Document section:
__________________________________________________
Background
Widespread implementation of electronic health records (EHR) has created new opportunities for pediatric oncology observational research. Little attention has been given to using EHR data to identify patients with pediatric hematologic malignancies.
Methods
This study used EHR‐derived data in a pediatric clinical data research network, PEDSnet, to develop and evaluate a computable phenotype algorithm to identify pediatric patients with leukemia and lymphoma who received treatment with chemotherapy. To guide early development, multiple computable phenotype‐defined cohorts were compared to one institution's tumor registry. The most promising algorithm was chosen for formal evaluation and consisted of at least two leukemia/lymphoma diagnoses (Systematized Nomenclature of Medicine codes) within a 90‐day period, two chemotherapy exposures, and three hematology‐oncology provider encounters. During evaluation, the computable phenotype was executed against EHR data from 2011 to 2016 at three large institutions. Classification accuracy was assessed by masked medical record review with phenotype‐identified patients compared to a control group with at least three hematology‐oncology encounters.
__________________________________________________
Exercise set:
**A.** In the study summary on identifying pediatric leukemia and lymphoma patients, how many hematology-oncology provider encounters did the algorithm chosen for formal evaluation require?
**B.** For each statement, say whether it agrees with the study summary on identifying pediatric leukemia and lymphoma patients. Give yes or no and quote the deciding words. (i) The computable phenotype was run against EHR data from 2011 to 2016 at three large institutions. (ii) During early development, the cohorts were compared to tumor registries from several institutions. (iii) The algorithm's leukemia/lymphoma diagnoses were identified by ICD codes.
**C.** Write the next part of the study summary on identifying pediatric leukemia and lymphoma patients, picking up after its final sentence.

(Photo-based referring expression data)
__________________________________________________
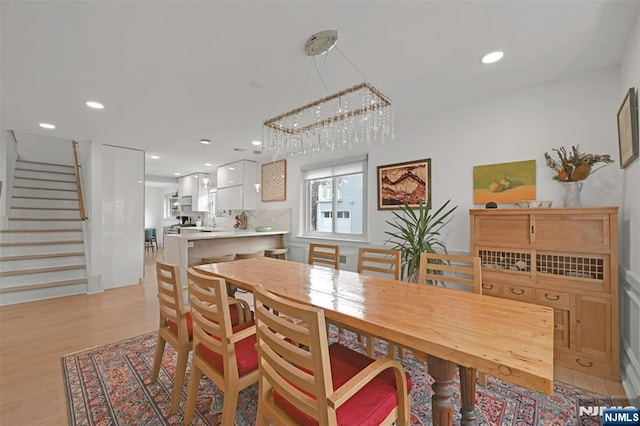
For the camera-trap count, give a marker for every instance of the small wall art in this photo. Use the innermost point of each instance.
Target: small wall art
(628, 128)
(274, 181)
(504, 182)
(400, 183)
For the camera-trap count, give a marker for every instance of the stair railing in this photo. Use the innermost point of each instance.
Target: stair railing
(76, 168)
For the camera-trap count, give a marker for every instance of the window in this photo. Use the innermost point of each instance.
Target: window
(334, 199)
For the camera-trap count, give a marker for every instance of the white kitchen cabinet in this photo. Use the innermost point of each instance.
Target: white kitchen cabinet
(193, 192)
(236, 186)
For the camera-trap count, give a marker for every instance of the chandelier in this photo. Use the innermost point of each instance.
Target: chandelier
(361, 113)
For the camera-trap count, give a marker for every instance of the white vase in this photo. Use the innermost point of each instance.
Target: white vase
(571, 194)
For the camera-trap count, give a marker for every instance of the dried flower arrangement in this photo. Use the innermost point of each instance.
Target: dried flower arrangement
(575, 166)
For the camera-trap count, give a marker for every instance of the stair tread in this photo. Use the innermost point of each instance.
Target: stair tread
(52, 219)
(45, 208)
(45, 180)
(45, 189)
(41, 243)
(41, 256)
(43, 198)
(41, 162)
(43, 285)
(41, 270)
(19, 231)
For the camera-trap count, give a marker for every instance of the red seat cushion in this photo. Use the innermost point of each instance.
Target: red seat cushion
(369, 406)
(246, 354)
(234, 311)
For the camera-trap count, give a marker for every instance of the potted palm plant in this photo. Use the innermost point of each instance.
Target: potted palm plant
(417, 231)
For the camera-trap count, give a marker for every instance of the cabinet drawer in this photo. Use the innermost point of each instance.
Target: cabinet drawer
(589, 365)
(515, 292)
(561, 328)
(491, 289)
(554, 299)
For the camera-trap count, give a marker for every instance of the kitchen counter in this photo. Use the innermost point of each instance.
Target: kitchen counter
(201, 233)
(188, 249)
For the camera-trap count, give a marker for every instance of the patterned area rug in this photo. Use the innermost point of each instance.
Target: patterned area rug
(109, 385)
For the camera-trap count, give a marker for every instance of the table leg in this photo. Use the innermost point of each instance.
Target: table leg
(468, 395)
(443, 372)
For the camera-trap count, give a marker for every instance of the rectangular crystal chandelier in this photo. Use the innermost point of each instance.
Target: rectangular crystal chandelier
(361, 113)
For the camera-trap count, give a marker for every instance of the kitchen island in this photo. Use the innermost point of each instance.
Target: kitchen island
(188, 249)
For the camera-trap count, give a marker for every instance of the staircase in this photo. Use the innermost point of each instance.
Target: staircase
(42, 251)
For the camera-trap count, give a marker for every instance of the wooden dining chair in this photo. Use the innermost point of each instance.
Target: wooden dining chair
(176, 325)
(304, 380)
(455, 272)
(380, 262)
(324, 255)
(224, 353)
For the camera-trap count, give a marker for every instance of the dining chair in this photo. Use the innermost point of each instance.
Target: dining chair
(304, 380)
(379, 262)
(324, 255)
(176, 325)
(224, 353)
(455, 272)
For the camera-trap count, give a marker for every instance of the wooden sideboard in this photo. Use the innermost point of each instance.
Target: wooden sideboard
(564, 258)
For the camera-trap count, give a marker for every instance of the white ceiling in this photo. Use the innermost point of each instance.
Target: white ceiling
(171, 73)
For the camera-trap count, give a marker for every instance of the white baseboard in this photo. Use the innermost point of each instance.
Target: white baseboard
(630, 357)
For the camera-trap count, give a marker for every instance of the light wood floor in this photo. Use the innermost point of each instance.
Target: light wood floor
(34, 337)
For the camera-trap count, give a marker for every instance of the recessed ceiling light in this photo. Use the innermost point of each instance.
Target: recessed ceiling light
(492, 57)
(95, 105)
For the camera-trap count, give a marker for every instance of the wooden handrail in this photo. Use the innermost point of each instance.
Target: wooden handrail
(76, 168)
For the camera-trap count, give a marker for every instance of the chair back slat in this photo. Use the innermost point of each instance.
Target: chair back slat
(210, 311)
(379, 261)
(438, 268)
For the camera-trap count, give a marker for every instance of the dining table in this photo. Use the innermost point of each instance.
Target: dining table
(507, 339)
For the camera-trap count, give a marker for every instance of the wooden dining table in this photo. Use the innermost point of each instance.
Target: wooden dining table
(510, 340)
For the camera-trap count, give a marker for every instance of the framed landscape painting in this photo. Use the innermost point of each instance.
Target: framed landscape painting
(504, 182)
(628, 129)
(400, 183)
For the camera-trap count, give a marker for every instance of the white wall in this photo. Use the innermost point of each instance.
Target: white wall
(519, 126)
(8, 156)
(630, 238)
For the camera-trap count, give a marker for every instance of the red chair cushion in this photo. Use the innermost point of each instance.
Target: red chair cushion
(234, 310)
(369, 406)
(246, 354)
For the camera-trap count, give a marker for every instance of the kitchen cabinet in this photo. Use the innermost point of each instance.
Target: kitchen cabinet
(236, 186)
(193, 191)
(565, 259)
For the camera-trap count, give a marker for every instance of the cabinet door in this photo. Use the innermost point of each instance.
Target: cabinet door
(229, 198)
(503, 231)
(583, 233)
(593, 326)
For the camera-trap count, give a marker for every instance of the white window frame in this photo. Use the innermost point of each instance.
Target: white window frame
(334, 170)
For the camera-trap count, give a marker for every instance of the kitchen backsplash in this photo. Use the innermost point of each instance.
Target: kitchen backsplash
(279, 219)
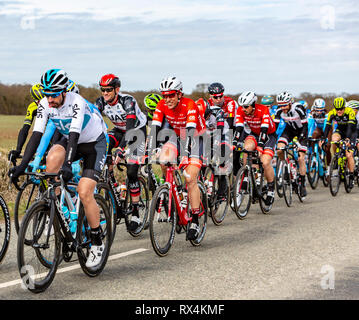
__________________________________________________
Responses by task:
**A.** Three hematology-oncology provider encounters.

**B.**
(i) Yes: "the computable phenotype was executed against EHR data from 2011 to 2016 at three large institutions"
(ii) No: "compared to one institution's tumor registry"
(iii) No: "(Systematized Nomenclature of Medicine codes)"

**C.**
Results
The computable phenotype had sensitivity of 100% (confidence interval [CI] 99%, 100%), specificity of 99% (CI 99%, 100%), positive predictive value (PPV) and negative predictive value (NPV) of 100%, and C‐statistic of 1 at the development institution. The computable phenotype performance was similar at the two test institutions with sensitivity of 100% (CI 99%, 100%), specificity of 99% (CI 99%, 100%), PPV of 96%, NPV of 100%, and C‐statistic of 0.99.
Conclusion
The EHR‐based computable phenotype is an accurate cohort identification tool for pediatric patients with leukemia and lymphoma who have been treated with chemotherapy and is ready for use in clinical studies.